◆ AIM OF THE TASK ◆
Once every line in the data below has been checked for "Target", give the number of lines that hold it, and only that.

◆ LISTED ENTRIES ◆
++++++++
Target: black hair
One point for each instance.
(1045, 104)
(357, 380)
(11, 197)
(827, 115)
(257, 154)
++++++++
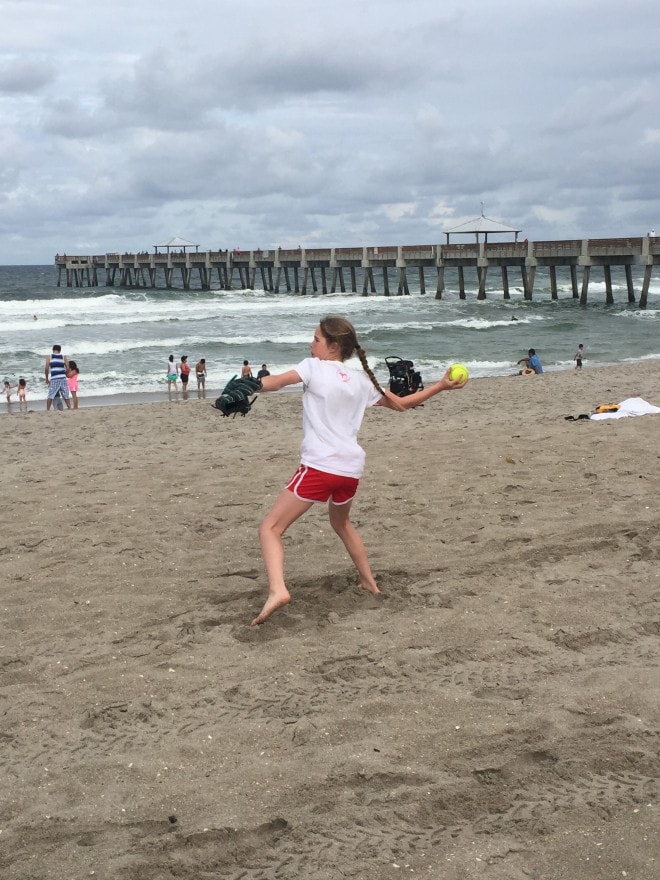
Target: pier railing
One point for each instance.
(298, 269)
++++++++
◆ SOLUTION FOR THIS PROBLEM ◆
2